> [BRIEF]: Please write out every line of all the records below word for word, changing nothing.
○ ○ ○ ○ ○ ○ ○
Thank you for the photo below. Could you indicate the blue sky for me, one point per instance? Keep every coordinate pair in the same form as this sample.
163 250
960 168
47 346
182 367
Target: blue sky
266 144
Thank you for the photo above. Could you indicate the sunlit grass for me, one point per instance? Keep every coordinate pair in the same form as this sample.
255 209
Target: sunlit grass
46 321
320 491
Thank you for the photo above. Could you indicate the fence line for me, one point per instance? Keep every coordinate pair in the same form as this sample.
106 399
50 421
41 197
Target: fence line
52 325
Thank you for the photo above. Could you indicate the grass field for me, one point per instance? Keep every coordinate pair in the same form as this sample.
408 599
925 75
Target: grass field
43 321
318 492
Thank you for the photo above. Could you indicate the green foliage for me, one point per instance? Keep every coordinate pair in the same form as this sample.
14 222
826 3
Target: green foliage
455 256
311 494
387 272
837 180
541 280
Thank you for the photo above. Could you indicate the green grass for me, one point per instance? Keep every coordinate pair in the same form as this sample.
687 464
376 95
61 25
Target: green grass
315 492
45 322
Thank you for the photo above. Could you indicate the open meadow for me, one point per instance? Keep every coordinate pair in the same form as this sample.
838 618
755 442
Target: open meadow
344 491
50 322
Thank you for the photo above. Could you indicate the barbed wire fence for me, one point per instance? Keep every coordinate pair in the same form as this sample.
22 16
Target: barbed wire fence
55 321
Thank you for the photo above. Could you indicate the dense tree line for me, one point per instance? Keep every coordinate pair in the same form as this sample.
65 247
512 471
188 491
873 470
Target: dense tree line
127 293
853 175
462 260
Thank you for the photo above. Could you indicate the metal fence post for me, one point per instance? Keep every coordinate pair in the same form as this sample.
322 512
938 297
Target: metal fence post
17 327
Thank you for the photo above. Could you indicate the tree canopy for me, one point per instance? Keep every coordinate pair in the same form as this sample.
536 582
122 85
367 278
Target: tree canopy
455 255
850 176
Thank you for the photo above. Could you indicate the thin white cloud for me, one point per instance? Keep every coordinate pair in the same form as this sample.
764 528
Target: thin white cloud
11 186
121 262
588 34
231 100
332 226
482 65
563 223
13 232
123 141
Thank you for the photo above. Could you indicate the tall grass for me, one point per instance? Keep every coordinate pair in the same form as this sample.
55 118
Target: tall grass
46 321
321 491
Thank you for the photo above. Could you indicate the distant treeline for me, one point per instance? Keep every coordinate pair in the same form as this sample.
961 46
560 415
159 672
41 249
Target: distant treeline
○ ○ ○ ○ ○ ○ ○
> [FINAL RESULT]:
Thank you for the photo below. Could you indicate the blue sky for me, one point per instance? Keep every coordinate pair in the same form as this sample.
163 250
960 168
47 346
182 367
Target: blue sky
266 144
Thank you for the photo above. Could you indicate the sunlit grass for me, one point per instance? Keep every coordinate pair in the same form as this sample.
255 209
Target: sunlit grass
46 321
320 491
Thank you for the photo above. Could you indicate the fence line for me, one point per instance? Keep every coordinate pair in the same form as this sample.
106 399
50 421
41 197
Target: fence line
52 325
Thank you for the photo above. Could you indicate the grass field for me, one point per instance? Keep every coordinate pair in the same form as this sample.
408 599
925 75
Target: grass field
43 321
318 492
Thank you for the photo above. Could you indicate the green foliage for me, one point per instance? Keep every coordinate pair in the same form as this sample.
14 222
826 3
Target: green foliage
455 256
311 494
387 272
837 180
541 280
Thank you for the photo above. Could you indicate the green grass for me, one point per instance? Keep every coordinate pair in the same form as this sample.
687 464
376 95
61 25
Target: green grass
315 492
45 322
Thank you for the photo above. Could you indicate the open meadow for me, one point per instance? Keep every coordinate pair in the same form as this sample.
838 618
755 442
Target: open meadow
344 491
50 322
Thank you for the photo above. Could you indicate the barbed wire fence for me, one point per instance? Keep every coordinate pair in the same form as this sample.
22 16
Target: barbed wire fence
55 321
Thank you for the photo above. Could you indicate the dense tree line for me, one point per instance? Keep every coordinate pair in the same form as this sample.
65 247
512 471
188 491
873 470
Target: dense tree line
127 293
853 175
462 260
Thank you for the photo above. Could you indicate the metal fence post for me, one point per instance? Keep every coordinate pair in the same form as this sample.
322 512
938 297
Target: metal fence post
17 327
Thank you for the photo above. Could you indicate the tree canopy for me, one point per instance? Keep every coordinate pair in the same form as this sample.
536 582
122 85
367 278
Target: tree canopy
455 255
850 176
Thank you for the photo above. Could you indicate the thin white cloud for me, one point per instance? Keep every coordinate pair in the same form as this sample.
764 528
Target: thin white cloud
11 186
121 262
588 34
231 100
332 226
482 65
563 223
13 232
123 141
Thank you for the photo above. Could you indicate the tall grass for me, one point per instance? Keep every coordinate pair in the same form as this sample.
55 118
Target: tall grass
46 321
321 491
Thank you for the photo above. Could you indicate the distant treeline for me, one point per instance? Keep every coordinate pair in the same form as this sample.
961 46
560 415
159 672
41 249
Target: distant treeline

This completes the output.